* **About this exercise**
Using the records below, output the stretch that opens with the line containing "Target: grilled chicken skewer" and closes with the line containing "of the brown", exactly and including both lines, with nothing more.

* **Information shown**
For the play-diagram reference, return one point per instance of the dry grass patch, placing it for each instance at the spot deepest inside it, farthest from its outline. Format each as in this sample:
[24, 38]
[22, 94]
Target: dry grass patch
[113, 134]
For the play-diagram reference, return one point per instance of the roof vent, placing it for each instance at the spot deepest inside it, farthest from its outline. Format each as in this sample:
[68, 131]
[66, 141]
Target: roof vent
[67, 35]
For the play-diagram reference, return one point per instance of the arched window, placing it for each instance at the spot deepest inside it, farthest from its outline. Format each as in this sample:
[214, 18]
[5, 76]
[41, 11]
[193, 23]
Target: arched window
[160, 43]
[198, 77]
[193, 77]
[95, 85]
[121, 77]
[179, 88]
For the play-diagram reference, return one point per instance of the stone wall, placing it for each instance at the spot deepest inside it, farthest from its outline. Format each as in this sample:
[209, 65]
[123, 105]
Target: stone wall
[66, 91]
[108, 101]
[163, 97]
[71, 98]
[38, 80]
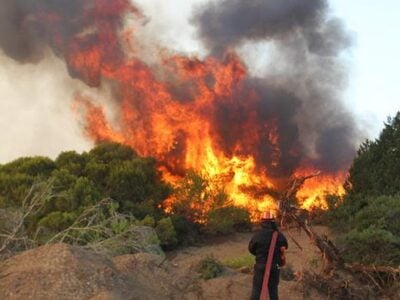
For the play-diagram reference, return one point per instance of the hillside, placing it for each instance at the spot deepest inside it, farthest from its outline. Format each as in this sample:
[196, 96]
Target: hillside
[61, 271]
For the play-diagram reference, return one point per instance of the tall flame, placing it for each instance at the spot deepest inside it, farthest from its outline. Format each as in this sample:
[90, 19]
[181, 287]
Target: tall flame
[187, 112]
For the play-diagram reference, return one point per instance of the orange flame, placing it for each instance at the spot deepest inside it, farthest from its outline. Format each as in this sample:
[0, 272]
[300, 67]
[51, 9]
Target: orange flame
[169, 112]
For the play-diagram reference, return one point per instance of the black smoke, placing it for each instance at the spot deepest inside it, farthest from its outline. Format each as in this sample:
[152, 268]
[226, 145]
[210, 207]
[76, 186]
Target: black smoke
[30, 28]
[302, 91]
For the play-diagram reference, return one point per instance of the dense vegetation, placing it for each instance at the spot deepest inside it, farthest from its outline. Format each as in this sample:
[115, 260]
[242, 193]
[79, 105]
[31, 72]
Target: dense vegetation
[127, 186]
[369, 216]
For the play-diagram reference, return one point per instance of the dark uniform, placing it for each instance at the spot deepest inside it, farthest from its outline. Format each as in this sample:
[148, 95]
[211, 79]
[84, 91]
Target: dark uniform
[259, 246]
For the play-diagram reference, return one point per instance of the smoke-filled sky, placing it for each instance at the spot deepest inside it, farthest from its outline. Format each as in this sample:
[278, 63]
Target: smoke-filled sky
[35, 99]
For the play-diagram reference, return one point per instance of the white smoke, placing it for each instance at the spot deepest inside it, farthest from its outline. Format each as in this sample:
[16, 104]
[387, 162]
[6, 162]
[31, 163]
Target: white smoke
[35, 104]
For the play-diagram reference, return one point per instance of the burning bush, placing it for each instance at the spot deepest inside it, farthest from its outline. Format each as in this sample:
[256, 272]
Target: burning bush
[225, 220]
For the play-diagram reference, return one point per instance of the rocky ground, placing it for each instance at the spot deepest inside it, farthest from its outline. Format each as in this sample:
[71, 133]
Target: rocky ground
[61, 271]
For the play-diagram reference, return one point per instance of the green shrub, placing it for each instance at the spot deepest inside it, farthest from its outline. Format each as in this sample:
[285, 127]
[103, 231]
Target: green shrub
[166, 233]
[372, 246]
[209, 268]
[148, 221]
[57, 221]
[226, 219]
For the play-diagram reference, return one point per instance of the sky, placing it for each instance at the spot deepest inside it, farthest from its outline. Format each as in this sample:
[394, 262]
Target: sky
[35, 100]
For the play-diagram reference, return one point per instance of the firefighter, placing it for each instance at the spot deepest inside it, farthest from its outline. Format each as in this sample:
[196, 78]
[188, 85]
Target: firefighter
[259, 246]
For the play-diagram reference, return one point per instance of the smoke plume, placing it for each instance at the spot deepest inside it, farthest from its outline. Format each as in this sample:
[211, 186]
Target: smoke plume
[290, 117]
[302, 90]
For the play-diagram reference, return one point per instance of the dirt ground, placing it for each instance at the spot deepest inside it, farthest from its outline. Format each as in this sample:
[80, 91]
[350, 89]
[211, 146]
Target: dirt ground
[61, 271]
[236, 285]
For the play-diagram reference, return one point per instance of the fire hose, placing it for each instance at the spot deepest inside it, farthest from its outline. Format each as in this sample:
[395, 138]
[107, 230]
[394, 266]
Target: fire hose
[264, 291]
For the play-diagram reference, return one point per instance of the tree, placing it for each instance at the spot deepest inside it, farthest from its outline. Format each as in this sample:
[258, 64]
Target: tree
[377, 165]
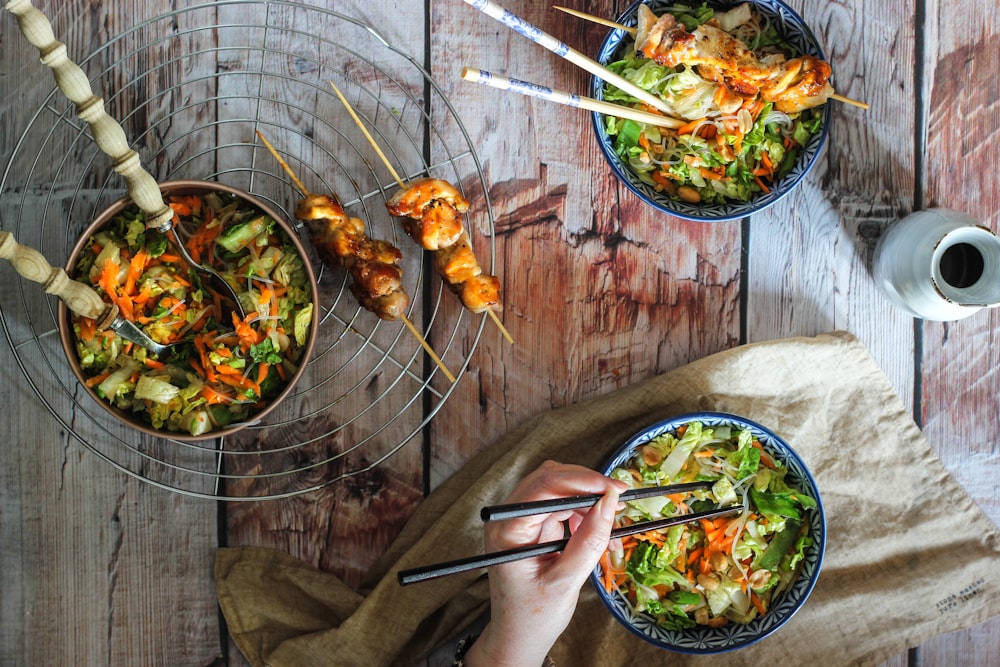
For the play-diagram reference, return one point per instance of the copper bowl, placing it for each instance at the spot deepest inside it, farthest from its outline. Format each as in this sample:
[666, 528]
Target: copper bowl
[138, 420]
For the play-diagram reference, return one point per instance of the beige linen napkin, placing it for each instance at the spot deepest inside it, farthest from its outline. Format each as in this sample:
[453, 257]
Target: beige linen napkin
[908, 555]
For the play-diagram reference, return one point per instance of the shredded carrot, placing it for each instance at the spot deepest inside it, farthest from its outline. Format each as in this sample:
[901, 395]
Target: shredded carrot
[180, 208]
[688, 128]
[88, 329]
[755, 599]
[214, 397]
[766, 159]
[97, 379]
[765, 458]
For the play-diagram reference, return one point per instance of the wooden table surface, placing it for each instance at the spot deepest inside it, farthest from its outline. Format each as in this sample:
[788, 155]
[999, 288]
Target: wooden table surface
[99, 566]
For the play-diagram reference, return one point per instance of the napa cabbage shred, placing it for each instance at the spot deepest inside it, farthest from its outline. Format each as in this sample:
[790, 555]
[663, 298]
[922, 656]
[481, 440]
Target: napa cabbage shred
[713, 572]
[720, 154]
[222, 372]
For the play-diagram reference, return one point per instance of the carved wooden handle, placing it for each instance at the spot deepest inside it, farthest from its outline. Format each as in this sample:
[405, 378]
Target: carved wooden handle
[108, 134]
[81, 299]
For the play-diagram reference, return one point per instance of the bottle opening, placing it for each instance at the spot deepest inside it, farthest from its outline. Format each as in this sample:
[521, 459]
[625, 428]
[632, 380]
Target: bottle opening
[962, 265]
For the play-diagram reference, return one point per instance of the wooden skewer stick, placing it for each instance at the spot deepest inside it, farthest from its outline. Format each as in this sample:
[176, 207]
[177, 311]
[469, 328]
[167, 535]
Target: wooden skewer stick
[848, 100]
[368, 136]
[568, 99]
[402, 186]
[632, 31]
[595, 19]
[409, 325]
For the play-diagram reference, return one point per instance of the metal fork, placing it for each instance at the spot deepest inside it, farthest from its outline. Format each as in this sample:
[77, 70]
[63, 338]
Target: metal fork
[110, 138]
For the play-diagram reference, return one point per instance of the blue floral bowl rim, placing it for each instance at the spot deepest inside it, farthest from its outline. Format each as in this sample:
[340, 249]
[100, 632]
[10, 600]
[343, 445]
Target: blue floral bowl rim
[783, 452]
[736, 210]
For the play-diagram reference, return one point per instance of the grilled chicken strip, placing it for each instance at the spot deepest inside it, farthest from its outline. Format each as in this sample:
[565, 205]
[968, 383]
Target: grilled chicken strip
[792, 85]
[432, 210]
[341, 241]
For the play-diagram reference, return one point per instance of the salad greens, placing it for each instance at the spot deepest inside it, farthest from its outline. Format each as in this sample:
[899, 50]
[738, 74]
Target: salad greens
[711, 572]
[729, 148]
[222, 372]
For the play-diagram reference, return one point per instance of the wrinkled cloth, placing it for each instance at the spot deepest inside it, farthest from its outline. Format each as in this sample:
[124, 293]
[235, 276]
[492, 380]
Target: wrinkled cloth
[909, 555]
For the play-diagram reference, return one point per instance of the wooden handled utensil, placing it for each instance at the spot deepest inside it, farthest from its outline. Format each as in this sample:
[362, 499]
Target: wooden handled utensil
[110, 138]
[79, 298]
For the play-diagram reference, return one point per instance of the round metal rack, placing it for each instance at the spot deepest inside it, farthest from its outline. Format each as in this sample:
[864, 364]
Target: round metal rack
[191, 88]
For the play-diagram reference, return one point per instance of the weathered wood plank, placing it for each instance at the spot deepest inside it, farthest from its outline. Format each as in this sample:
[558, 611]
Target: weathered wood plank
[603, 291]
[361, 398]
[959, 360]
[88, 541]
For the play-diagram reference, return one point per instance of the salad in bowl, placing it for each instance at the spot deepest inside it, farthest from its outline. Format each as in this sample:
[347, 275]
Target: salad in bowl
[713, 585]
[221, 370]
[746, 89]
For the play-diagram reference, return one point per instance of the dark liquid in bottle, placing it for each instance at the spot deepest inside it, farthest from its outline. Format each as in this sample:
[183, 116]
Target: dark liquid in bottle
[961, 265]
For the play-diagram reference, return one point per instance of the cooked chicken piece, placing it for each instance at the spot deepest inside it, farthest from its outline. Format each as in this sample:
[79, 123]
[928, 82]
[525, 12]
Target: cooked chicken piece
[433, 210]
[341, 241]
[457, 263]
[439, 226]
[792, 85]
[480, 294]
[425, 192]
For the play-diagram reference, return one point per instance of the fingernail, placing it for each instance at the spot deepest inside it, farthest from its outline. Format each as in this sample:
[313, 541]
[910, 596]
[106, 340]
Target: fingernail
[608, 507]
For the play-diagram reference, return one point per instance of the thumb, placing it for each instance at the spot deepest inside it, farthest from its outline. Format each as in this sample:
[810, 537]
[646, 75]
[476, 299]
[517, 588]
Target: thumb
[590, 540]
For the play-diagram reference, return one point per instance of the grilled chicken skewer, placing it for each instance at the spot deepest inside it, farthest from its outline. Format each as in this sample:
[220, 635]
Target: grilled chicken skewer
[432, 210]
[341, 241]
[794, 83]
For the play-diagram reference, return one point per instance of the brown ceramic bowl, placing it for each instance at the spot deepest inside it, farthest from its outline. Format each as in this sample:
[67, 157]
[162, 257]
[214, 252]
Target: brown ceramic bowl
[198, 411]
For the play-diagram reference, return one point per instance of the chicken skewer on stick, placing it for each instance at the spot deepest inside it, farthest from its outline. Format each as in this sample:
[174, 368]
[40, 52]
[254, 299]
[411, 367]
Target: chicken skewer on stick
[432, 211]
[792, 85]
[341, 241]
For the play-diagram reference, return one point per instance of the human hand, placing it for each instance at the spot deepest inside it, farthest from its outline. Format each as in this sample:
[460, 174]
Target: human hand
[532, 600]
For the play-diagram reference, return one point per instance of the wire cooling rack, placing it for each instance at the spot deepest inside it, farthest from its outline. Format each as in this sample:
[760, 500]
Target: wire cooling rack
[190, 88]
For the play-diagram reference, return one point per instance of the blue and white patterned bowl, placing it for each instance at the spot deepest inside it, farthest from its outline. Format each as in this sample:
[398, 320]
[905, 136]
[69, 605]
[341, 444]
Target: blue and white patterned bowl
[703, 640]
[794, 30]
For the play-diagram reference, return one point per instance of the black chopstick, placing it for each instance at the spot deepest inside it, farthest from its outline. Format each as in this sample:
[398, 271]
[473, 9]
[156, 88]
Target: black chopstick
[435, 571]
[515, 510]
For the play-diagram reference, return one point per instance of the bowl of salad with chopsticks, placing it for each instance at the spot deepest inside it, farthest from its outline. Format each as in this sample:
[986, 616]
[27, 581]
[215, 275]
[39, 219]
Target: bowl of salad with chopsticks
[222, 371]
[713, 585]
[742, 94]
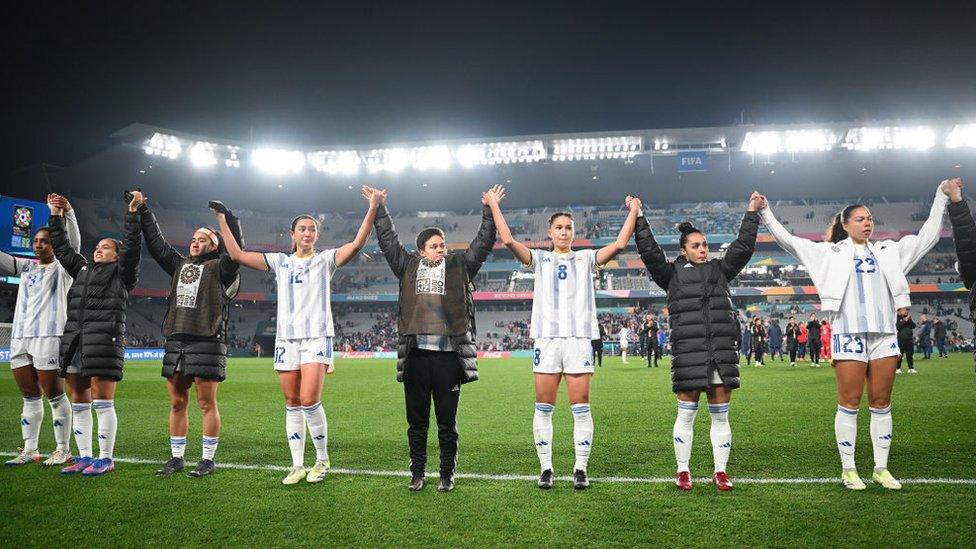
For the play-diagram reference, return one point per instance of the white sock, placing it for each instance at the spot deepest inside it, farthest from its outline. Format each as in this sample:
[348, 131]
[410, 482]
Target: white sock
[845, 429]
[61, 414]
[683, 433]
[210, 447]
[81, 424]
[542, 429]
[108, 425]
[30, 422]
[318, 429]
[177, 446]
[295, 431]
[881, 436]
[582, 434]
[721, 434]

* **Solution for this problem**
Target: grilled chicken skewer
[432, 210]
[341, 241]
[794, 83]
For the play-diagram reference, return one point per instance of the brown ceramic bowl, placing it for each instance at the spot deepest inside it, farthest from its outline. Format each as in this sample:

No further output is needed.